--- WHAT YOU WILL DO ---
Could you turn the lines from the one containing "Please trace the outline of every instance of the fog." through the one containing "102], [207, 107]]", both included, into a numbered list with any blank lines dropped?

--- GIVEN RECORDS ---
_ _ _

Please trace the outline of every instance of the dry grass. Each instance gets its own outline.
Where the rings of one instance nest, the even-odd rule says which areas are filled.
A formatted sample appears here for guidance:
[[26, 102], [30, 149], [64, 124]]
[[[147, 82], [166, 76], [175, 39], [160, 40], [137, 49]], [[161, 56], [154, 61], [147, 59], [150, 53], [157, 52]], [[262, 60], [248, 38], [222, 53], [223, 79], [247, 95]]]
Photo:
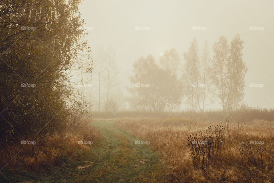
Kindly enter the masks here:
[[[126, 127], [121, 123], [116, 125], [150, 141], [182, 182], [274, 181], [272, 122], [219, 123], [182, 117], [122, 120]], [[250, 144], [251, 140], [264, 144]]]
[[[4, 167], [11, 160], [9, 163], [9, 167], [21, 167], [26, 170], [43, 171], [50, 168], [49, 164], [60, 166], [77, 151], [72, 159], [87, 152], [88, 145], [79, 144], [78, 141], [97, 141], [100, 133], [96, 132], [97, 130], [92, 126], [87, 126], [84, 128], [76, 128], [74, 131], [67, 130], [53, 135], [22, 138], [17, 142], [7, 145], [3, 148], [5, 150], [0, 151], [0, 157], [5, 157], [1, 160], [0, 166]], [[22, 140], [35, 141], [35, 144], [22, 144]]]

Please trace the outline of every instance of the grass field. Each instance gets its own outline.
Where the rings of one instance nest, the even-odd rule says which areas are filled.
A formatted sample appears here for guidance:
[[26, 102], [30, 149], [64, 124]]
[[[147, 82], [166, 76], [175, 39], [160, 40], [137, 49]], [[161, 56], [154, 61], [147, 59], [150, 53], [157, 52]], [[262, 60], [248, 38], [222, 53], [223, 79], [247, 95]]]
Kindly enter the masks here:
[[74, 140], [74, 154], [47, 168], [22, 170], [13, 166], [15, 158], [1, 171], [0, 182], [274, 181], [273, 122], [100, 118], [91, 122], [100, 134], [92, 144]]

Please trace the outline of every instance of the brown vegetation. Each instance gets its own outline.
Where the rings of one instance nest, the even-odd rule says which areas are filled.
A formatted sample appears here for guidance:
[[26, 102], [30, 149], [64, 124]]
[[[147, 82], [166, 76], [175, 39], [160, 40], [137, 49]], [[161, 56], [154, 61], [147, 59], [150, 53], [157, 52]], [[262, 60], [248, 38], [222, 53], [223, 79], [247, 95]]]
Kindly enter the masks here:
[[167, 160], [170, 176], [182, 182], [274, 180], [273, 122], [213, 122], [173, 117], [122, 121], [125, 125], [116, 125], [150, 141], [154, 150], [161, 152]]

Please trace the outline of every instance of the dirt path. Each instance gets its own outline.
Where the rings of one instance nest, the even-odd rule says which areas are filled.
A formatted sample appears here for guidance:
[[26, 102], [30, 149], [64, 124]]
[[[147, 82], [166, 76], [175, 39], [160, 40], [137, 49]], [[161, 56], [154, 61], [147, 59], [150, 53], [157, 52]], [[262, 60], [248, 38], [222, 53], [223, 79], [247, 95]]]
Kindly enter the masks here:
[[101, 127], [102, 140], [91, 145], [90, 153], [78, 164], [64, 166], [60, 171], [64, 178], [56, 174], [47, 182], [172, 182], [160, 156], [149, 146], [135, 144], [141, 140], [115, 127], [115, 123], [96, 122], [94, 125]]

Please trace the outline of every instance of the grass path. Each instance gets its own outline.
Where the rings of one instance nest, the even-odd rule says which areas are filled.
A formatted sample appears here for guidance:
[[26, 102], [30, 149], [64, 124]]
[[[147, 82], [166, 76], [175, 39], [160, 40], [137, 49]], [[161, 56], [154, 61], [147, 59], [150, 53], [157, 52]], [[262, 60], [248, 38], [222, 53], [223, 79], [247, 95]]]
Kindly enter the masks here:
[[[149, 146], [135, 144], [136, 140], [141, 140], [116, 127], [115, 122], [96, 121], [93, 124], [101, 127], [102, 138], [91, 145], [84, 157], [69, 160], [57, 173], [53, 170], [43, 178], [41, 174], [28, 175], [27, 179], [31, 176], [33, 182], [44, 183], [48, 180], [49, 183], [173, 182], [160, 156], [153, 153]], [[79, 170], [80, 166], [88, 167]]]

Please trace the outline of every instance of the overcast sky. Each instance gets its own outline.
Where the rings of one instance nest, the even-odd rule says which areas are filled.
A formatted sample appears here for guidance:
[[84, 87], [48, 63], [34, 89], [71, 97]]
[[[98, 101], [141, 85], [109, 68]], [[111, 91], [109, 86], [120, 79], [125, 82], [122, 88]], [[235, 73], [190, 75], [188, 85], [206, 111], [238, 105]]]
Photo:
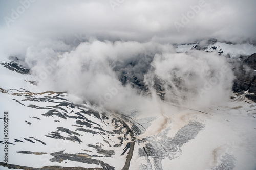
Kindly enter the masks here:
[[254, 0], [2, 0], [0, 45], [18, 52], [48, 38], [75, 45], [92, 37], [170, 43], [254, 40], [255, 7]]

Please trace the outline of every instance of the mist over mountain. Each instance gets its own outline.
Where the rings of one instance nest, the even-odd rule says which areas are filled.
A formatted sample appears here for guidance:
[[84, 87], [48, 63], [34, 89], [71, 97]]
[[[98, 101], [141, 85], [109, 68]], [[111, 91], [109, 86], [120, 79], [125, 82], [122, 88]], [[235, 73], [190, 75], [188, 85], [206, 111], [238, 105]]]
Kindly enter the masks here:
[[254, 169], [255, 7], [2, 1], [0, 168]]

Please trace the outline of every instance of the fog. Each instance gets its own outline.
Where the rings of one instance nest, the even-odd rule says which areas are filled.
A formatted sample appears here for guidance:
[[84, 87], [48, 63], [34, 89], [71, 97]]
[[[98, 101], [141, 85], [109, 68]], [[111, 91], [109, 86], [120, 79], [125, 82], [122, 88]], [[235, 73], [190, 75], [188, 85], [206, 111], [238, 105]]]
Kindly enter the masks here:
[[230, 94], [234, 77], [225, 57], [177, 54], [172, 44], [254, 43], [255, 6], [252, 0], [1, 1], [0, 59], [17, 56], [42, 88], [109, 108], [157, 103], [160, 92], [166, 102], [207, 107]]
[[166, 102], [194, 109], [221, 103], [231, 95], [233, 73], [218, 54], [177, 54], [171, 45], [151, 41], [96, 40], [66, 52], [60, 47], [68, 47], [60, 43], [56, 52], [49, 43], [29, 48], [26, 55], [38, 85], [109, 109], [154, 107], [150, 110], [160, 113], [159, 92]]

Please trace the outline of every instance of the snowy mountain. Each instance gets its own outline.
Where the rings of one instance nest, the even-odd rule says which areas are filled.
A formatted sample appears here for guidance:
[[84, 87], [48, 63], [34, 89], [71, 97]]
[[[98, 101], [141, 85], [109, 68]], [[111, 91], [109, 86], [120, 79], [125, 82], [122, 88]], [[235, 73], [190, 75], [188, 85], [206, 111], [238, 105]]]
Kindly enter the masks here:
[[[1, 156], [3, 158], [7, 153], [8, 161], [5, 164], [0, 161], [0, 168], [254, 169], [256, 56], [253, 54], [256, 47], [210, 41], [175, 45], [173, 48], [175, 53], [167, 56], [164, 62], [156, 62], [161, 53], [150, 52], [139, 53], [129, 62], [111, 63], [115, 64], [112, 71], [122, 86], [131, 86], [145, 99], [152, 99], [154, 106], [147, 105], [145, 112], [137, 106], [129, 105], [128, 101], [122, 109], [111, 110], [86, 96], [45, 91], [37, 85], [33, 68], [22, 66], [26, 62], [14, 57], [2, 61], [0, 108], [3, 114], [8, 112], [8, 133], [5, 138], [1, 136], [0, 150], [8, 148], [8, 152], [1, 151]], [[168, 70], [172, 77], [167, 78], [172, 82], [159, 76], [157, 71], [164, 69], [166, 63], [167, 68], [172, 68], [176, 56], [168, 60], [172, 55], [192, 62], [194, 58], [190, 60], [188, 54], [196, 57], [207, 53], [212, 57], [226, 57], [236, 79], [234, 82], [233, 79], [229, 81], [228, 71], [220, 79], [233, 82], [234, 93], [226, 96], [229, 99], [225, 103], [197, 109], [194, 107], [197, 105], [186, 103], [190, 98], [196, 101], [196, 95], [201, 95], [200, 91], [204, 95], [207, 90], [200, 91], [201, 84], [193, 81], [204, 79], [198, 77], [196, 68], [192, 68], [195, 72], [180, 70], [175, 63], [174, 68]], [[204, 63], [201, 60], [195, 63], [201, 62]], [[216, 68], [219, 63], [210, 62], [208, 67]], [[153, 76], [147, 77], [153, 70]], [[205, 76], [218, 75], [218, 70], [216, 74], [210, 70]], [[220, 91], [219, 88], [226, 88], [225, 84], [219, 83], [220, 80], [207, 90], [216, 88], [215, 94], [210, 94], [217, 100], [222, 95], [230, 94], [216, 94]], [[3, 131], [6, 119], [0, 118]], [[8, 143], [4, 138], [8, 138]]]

_ _ _

--- FULL OUTPUT ---
1. Please trace the outline of every instance of the fog. Each instance gets its own outline.
2. Where the rings of one instance nest, the even-odd rule says which areas are filled.
3. A formatted sample appears here for guidance:
4. [[84, 87], [48, 63], [34, 89], [71, 97]]
5. [[[98, 101], [141, 85], [109, 68]], [[111, 91], [109, 86], [120, 79], [125, 82], [122, 88]], [[235, 73], [190, 75], [188, 85], [206, 111], [238, 105]]]
6. Kindly enter the masks here:
7. [[230, 94], [234, 77], [225, 57], [177, 54], [172, 44], [254, 43], [255, 6], [252, 0], [1, 1], [0, 59], [17, 56], [42, 88], [109, 108], [157, 103], [160, 92], [166, 102], [207, 107]]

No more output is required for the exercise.